Count the lines in the rows below that contain the string "vent". Reply with that number alone.

**Recorded information**
==*==
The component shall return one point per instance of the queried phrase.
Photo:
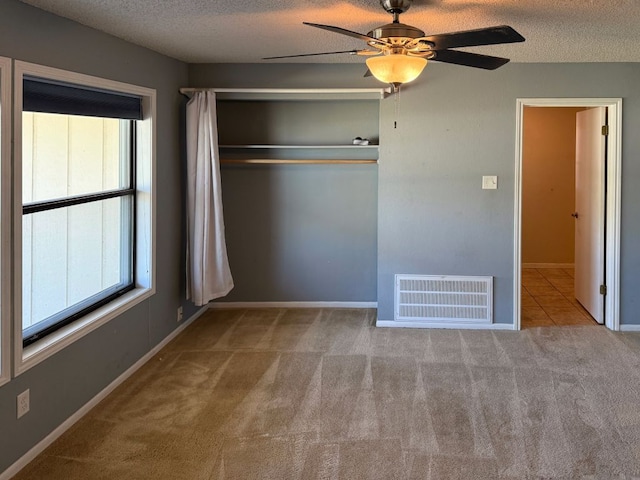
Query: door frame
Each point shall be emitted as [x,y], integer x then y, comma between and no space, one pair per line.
[612,200]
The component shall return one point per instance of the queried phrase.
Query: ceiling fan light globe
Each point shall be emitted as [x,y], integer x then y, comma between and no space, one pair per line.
[396,68]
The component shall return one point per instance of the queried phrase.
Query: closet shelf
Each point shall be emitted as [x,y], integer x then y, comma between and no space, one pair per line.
[281,161]
[254,146]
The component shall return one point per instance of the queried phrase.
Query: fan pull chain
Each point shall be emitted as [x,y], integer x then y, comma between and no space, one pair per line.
[396,99]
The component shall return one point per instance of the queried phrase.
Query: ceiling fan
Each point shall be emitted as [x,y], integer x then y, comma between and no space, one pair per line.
[398,52]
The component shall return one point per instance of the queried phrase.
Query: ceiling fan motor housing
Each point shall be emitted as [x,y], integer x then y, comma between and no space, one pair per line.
[396,6]
[399,30]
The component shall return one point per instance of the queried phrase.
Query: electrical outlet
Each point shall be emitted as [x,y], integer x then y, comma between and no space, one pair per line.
[22,403]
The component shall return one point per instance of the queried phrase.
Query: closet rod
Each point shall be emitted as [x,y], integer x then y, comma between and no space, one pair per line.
[273,161]
[188,91]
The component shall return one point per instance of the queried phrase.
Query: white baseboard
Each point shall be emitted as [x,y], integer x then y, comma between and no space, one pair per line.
[630,328]
[548,265]
[218,305]
[458,326]
[69,422]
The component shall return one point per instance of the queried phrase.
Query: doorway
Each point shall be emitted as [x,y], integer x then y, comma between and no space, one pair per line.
[560,278]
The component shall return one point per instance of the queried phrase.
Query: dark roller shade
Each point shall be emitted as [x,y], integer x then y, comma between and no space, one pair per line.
[49,96]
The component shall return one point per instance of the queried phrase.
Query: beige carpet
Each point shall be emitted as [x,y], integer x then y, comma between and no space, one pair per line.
[322,394]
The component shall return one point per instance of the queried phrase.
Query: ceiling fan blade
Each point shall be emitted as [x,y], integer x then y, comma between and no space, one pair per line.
[469,59]
[472,38]
[349,33]
[351,52]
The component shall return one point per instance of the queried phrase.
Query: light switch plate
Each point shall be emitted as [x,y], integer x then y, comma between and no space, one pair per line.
[489,182]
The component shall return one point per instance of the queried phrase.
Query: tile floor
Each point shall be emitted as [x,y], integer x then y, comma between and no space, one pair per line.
[547,299]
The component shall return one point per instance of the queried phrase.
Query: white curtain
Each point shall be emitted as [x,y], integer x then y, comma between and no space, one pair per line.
[208,273]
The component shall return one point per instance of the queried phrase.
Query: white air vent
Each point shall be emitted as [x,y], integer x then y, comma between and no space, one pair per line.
[444,299]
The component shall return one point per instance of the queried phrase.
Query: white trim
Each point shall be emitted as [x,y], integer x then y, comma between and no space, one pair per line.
[548,265]
[82,411]
[437,325]
[629,328]
[221,305]
[5,222]
[145,270]
[613,201]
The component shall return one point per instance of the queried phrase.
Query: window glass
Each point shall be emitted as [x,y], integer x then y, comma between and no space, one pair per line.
[77,226]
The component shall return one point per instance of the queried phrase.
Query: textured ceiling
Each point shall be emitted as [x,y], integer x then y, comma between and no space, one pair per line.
[244,31]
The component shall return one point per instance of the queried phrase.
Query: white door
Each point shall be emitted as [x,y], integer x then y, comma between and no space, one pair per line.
[590,210]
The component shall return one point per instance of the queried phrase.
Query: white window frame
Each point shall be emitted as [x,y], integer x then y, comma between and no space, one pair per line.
[5,218]
[144,274]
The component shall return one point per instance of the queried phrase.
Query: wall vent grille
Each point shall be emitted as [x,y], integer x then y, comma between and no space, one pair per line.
[444,299]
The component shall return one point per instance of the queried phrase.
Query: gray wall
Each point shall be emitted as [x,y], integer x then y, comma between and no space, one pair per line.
[458,124]
[66,381]
[455,124]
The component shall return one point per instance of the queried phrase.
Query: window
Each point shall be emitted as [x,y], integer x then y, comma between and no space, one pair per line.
[5,214]
[84,219]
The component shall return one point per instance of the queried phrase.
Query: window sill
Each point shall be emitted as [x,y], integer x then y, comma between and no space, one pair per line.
[53,343]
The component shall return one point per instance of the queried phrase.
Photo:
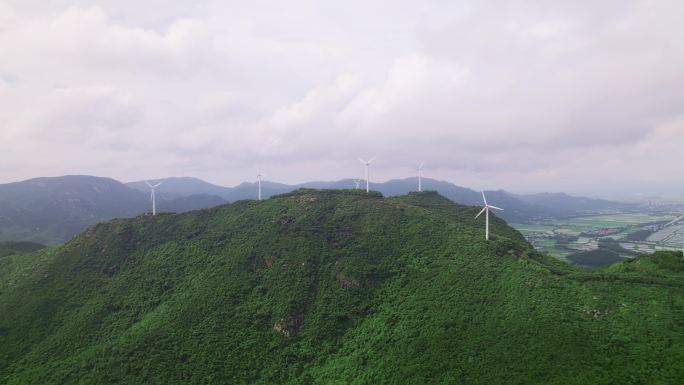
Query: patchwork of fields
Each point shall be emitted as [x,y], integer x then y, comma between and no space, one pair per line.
[636,233]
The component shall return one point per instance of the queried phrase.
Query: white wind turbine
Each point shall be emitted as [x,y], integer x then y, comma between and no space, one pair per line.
[674,221]
[367,163]
[486,211]
[259,182]
[153,187]
[420,176]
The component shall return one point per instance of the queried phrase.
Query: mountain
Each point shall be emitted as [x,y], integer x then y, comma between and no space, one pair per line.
[175,187]
[14,247]
[46,210]
[332,287]
[518,208]
[189,203]
[52,210]
[248,190]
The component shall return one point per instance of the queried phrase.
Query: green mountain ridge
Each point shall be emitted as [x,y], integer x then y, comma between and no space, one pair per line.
[332,287]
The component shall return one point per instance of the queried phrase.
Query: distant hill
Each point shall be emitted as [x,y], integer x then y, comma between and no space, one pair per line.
[175,187]
[332,287]
[18,247]
[517,208]
[52,210]
[49,210]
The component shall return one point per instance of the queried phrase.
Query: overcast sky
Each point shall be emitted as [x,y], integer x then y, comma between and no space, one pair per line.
[581,96]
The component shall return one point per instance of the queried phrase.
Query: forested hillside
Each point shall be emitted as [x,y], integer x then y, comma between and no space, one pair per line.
[332,287]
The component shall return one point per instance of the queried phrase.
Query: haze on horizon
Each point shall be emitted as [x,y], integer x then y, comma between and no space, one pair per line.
[583,97]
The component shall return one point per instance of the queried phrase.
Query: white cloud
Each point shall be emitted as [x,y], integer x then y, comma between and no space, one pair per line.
[518,94]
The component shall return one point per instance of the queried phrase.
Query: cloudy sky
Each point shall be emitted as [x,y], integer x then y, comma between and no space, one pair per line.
[581,96]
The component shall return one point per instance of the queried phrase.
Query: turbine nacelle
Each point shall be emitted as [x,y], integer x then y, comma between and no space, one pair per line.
[485,210]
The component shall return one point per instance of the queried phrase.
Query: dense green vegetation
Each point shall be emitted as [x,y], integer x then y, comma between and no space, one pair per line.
[332,287]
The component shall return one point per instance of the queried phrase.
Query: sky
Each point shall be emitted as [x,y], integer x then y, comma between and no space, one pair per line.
[583,96]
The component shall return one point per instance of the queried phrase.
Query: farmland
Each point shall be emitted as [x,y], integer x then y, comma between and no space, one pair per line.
[635,233]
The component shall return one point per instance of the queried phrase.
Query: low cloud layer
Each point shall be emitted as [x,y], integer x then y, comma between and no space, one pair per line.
[522,95]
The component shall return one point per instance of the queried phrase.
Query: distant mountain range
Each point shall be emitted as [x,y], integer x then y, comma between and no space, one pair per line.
[52,210]
[517,207]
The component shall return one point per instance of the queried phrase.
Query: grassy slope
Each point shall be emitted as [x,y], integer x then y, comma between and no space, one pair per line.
[18,247]
[369,290]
==*==
**Response**
2